» PROBLEM TO WORK ON:
Rewrite each line of the rows below, requests included, from the line with "indicate: smiling mouth" up to and including the last line of the rows. Add -46 to every coordinate in the answers, and leave the numbers in the requests and their format samples unchanged.

» STORED DATA:
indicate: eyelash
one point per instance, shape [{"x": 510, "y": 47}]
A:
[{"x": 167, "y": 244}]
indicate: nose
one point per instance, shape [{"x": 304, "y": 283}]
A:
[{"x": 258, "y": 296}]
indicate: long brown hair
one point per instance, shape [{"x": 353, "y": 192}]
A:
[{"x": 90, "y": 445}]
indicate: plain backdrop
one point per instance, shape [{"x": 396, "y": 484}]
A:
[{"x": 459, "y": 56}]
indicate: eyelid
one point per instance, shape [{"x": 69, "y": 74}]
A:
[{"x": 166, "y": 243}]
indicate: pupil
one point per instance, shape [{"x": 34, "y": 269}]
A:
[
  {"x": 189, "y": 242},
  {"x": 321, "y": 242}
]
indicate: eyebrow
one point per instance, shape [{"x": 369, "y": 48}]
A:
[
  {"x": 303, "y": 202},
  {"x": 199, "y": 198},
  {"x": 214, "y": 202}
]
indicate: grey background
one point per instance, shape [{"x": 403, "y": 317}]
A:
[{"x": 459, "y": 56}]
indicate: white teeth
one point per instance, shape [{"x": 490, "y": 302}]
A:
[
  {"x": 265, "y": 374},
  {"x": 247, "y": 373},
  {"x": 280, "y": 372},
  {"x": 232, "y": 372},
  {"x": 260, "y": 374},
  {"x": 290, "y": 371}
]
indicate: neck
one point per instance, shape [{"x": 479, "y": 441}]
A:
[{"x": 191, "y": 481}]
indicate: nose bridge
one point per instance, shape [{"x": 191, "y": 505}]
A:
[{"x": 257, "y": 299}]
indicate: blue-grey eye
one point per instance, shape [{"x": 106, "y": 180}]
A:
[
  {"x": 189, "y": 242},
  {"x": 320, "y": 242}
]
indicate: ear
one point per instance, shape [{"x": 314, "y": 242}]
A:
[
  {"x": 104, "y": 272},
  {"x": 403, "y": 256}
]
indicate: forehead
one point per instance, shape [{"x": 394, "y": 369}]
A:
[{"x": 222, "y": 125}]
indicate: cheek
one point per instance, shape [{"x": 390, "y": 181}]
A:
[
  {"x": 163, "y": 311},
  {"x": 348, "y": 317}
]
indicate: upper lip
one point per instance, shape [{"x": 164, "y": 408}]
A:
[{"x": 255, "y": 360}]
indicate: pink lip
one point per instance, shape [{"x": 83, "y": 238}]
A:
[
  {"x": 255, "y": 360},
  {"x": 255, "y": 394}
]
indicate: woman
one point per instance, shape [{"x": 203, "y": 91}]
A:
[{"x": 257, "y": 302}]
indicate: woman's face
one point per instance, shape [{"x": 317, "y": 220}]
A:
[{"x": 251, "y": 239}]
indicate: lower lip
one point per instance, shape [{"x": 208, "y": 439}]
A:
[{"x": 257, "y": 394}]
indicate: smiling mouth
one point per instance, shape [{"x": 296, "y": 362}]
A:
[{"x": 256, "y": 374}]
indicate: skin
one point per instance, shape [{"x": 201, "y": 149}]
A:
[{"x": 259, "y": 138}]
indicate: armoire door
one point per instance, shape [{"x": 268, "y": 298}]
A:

» THE COMPLETED TASK:
indicate: smiling mouth
one point per instance, shape [{"x": 296, "y": 362}]
A:
[{"x": 210, "y": 328}]
indicate: skin
one point per instance, shape [{"x": 201, "y": 149}]
A:
[{"x": 213, "y": 92}]
indicate: armoire door
one point per instance, shape [{"x": 268, "y": 298}]
A:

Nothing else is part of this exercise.